- **Assigned task**:
Find every line in the records below that contains the word "positive", and copy each such line.

Top of Given data

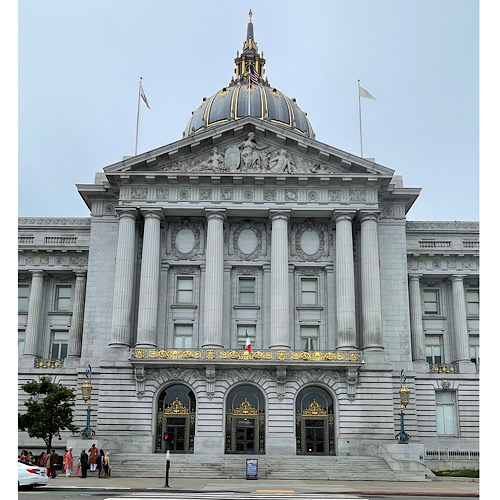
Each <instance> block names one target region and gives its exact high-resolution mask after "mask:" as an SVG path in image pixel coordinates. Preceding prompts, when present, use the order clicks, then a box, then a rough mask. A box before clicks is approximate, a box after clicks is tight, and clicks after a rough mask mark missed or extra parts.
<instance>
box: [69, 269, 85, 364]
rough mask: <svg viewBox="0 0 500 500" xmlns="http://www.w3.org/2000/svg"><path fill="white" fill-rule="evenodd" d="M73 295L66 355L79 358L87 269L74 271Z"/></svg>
mask: <svg viewBox="0 0 500 500" xmlns="http://www.w3.org/2000/svg"><path fill="white" fill-rule="evenodd" d="M75 275H76V282H75V296H74V298H73V314H72V316H71V326H70V329H69V342H68V357H69V358H79V357H80V355H81V353H82V335H83V314H84V311H85V283H86V279H87V271H81V270H77V271H75Z"/></svg>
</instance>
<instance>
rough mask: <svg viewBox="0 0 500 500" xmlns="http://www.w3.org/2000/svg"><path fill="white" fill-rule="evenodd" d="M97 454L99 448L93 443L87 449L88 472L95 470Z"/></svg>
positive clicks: (96, 461)
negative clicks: (88, 469)
mask: <svg viewBox="0 0 500 500" xmlns="http://www.w3.org/2000/svg"><path fill="white" fill-rule="evenodd" d="M97 455H99V450H98V449H97V447H96V445H95V444H93V445H92V446H91V447H90V449H89V464H90V472H95V470H96V467H97Z"/></svg>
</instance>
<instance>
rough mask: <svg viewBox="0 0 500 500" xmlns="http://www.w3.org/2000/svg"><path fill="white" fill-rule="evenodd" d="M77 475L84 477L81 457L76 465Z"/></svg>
mask: <svg viewBox="0 0 500 500" xmlns="http://www.w3.org/2000/svg"><path fill="white" fill-rule="evenodd" d="M75 476H76V477H82V461H81V460H80V459H78V464H77V465H76V472H75Z"/></svg>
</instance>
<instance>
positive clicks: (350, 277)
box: [334, 210, 357, 350]
mask: <svg viewBox="0 0 500 500" xmlns="http://www.w3.org/2000/svg"><path fill="white" fill-rule="evenodd" d="M355 213H356V212H355V211H354V210H345V211H341V212H336V213H335V214H334V220H335V264H336V265H335V267H336V273H335V276H336V280H335V282H336V287H337V349H346V350H347V349H357V343H356V297H355V287H354V254H353V243H352V219H353V217H354V215H355Z"/></svg>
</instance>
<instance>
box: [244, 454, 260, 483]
mask: <svg viewBox="0 0 500 500" xmlns="http://www.w3.org/2000/svg"><path fill="white" fill-rule="evenodd" d="M246 469H247V470H246V473H247V479H257V473H258V469H259V460H258V459H257V458H247V467H246Z"/></svg>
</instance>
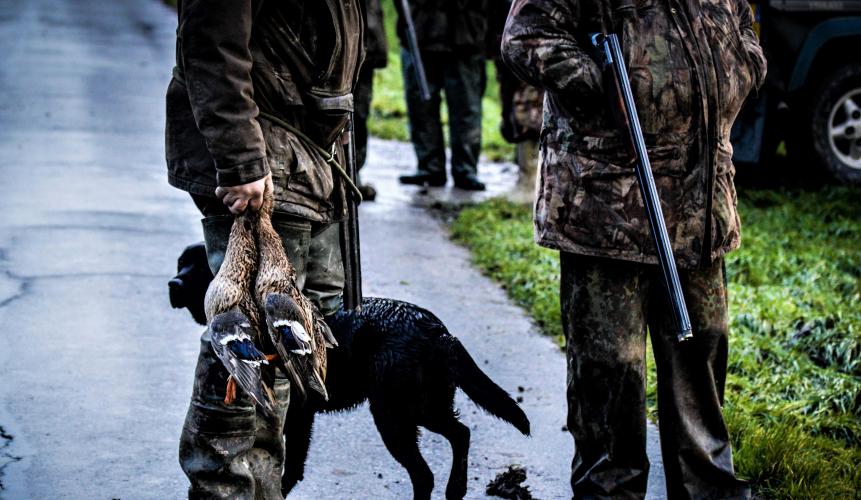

Bottom of Given data

- **Written response**:
positive clicks: (96, 461)
positive clicks: (350, 277)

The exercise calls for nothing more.